### What to do
Reproduce the listing below with "greatly appreciated" substituted for every occurrence of "much appreciated". Leave all other text unchanged.

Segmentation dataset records
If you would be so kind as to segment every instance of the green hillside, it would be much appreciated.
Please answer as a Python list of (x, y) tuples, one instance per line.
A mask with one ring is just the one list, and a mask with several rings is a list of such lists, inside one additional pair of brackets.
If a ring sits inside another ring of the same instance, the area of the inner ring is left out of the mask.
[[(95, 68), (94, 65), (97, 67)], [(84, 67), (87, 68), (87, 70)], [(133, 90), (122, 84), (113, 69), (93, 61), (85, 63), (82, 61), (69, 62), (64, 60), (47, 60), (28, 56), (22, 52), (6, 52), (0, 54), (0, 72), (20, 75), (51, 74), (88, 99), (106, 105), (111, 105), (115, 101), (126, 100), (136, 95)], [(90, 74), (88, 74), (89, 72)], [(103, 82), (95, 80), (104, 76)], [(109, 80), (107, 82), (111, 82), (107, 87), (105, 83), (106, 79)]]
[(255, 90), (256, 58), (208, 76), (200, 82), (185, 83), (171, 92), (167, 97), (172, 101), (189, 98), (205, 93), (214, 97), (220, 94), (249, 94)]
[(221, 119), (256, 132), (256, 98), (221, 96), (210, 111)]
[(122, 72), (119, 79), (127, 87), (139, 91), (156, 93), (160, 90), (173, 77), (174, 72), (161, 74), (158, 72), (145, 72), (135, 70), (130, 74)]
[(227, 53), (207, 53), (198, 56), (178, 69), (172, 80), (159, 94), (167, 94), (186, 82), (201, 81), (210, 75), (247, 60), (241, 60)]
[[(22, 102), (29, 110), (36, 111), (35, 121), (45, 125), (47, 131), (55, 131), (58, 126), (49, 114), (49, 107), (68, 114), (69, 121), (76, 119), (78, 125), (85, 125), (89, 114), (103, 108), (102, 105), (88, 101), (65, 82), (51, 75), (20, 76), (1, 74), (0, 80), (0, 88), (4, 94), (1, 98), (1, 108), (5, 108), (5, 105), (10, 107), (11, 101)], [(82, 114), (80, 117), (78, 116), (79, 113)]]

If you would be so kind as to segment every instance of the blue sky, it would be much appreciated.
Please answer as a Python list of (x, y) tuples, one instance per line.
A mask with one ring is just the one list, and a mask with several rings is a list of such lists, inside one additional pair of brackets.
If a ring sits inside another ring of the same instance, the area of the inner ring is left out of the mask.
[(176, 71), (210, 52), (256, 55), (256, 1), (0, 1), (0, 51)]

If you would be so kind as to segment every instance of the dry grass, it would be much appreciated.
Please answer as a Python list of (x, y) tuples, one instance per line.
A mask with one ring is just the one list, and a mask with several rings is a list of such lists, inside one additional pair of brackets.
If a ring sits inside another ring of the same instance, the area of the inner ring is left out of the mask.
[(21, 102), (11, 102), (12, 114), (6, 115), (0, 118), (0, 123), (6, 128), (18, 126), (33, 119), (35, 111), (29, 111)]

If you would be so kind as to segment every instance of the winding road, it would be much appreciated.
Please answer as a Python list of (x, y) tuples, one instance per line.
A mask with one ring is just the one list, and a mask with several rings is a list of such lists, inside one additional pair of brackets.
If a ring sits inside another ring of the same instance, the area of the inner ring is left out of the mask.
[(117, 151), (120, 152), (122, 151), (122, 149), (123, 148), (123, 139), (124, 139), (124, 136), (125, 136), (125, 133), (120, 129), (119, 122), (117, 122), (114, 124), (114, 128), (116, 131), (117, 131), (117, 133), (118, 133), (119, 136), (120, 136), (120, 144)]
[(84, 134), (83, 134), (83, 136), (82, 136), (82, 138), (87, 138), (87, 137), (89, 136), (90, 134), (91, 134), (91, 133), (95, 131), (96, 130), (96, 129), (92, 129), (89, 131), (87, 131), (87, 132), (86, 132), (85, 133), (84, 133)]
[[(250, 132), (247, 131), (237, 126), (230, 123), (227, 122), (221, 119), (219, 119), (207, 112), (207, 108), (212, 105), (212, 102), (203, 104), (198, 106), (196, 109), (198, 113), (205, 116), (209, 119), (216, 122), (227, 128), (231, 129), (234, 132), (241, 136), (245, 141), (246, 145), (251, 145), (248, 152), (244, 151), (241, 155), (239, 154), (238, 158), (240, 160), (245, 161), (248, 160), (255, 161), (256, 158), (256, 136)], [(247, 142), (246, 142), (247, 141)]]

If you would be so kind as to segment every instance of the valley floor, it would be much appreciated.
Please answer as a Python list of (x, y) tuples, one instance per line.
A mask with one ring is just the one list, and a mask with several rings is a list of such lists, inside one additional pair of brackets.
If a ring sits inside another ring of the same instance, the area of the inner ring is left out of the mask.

### Result of this exercise
If you would be so kind as to segment every instance of the green hillside, it would be greatly appreciated.
Please answer as a Python list of (x, y) tuples, one instance per line.
A mask with one ring is just the one list, and a mask with several rings is a list of such lists, inside one additional pair of brackets.
If a ring sits inside another ring of the same instance, the area of the inner ring is left out of the mask.
[[(95, 68), (94, 65), (97, 67)], [(84, 67), (87, 68), (87, 70)], [(133, 90), (122, 84), (113, 69), (93, 61), (85, 63), (82, 61), (69, 62), (64, 60), (47, 60), (28, 56), (22, 52), (6, 52), (0, 54), (0, 72), (20, 75), (51, 74), (88, 99), (106, 105), (111, 105), (115, 101), (126, 100), (136, 95)], [(90, 74), (88, 74), (89, 72)], [(103, 82), (95, 80), (104, 76)], [(109, 80), (107, 82), (111, 82), (107, 87), (105, 83), (106, 79)]]
[(255, 90), (256, 58), (208, 76), (200, 82), (185, 83), (171, 92), (167, 97), (172, 101), (189, 98), (205, 93), (214, 97), (220, 94), (249, 94)]
[(221, 119), (256, 132), (256, 98), (221, 96), (210, 111)]
[(122, 72), (119, 79), (127, 87), (139, 91), (156, 93), (160, 90), (173, 77), (174, 72), (161, 74), (158, 72), (145, 72), (135, 70), (130, 74)]
[(227, 53), (207, 53), (198, 56), (178, 69), (172, 80), (159, 94), (167, 94), (186, 82), (201, 81), (210, 75), (247, 60), (241, 60)]
[[(22, 102), (29, 110), (36, 111), (35, 121), (45, 125), (47, 131), (55, 131), (58, 126), (49, 114), (49, 107), (68, 114), (69, 121), (76, 119), (78, 125), (85, 125), (89, 114), (103, 108), (102, 105), (88, 101), (65, 82), (51, 75), (20, 76), (1, 74), (0, 80), (0, 88), (4, 94), (1, 98), (1, 108), (5, 108), (5, 105), (10, 107), (11, 101)], [(82, 114), (80, 117), (78, 116), (79, 113)]]

If you would be so kind as to segment every instance of the blue sky, it would be greatly appreciated.
Please answer as a Python list of (x, y) tuples, one instance per line.
A mask with one ring is just the one list, and a mask with several rings is a list of such lists, inside one additional pair of brackets.
If a ring sits inside another ring of the same instance, the area of the inner ring is left out of the mask.
[(176, 71), (210, 52), (256, 55), (256, 1), (0, 1), (0, 51)]

If you would be so kind as to segment every instance of the dry grass, it would be greatly appreciated.
Please answer as a Python list of (x, y) tuples, one instance per line.
A mask with one ring is just the one list, and a mask with several rings is a list of such lists, inside one additional pair of brackets.
If a ring sits inside another ring of the same instance, the area of the inner ring is left out of the mask.
[(21, 102), (11, 102), (12, 114), (6, 115), (0, 118), (0, 123), (6, 128), (18, 126), (33, 119), (35, 111), (29, 111)]

If you would be so kind as to segment every instance of the winding road, it would be greatly appreciated.
Please answer as a Python list of (x, y) tuples, one instance per line.
A mask with one ring is just the one list, and a mask with several rings is a list of such lists, inside one additional pair of brackets.
If a ring sits inside another ring of the same instance, the area of the inner ring is left out of the mask.
[(117, 151), (120, 152), (122, 151), (122, 149), (123, 148), (123, 139), (124, 139), (124, 136), (125, 136), (125, 133), (120, 129), (119, 122), (117, 122), (114, 124), (114, 128), (116, 131), (117, 131), (117, 133), (118, 133), (119, 136), (120, 136), (120, 144)]
[(84, 134), (83, 134), (83, 136), (82, 136), (82, 138), (87, 138), (87, 137), (89, 136), (90, 134), (91, 134), (91, 133), (95, 131), (96, 130), (96, 129), (92, 129), (89, 131), (87, 131), (87, 132), (86, 132), (85, 133), (84, 133)]
[[(250, 132), (247, 131), (237, 126), (230, 123), (227, 122), (221, 119), (219, 119), (207, 112), (207, 108), (212, 105), (212, 102), (203, 104), (198, 106), (196, 109), (198, 113), (205, 116), (209, 119), (216, 122), (227, 128), (231, 129), (234, 132), (241, 136), (245, 141), (246, 145), (251, 145), (248, 152), (244, 151), (241, 155), (239, 154), (238, 158), (240, 160), (245, 161), (248, 160), (255, 161), (256, 158), (256, 136)], [(247, 142), (246, 142), (247, 141)]]

If you would be so kind as to segment every instance of the valley floor, it would be greatly appreciated.
Please answer as a Python list of (x, y) tuples, one instance per line.
A mask with one ring is just the one list, and a mask with several rings is a list of such lists, inside one additional pair of brackets.
If a ring sits inside another ring of the same instance, the area of the inner ring is left out of the mask.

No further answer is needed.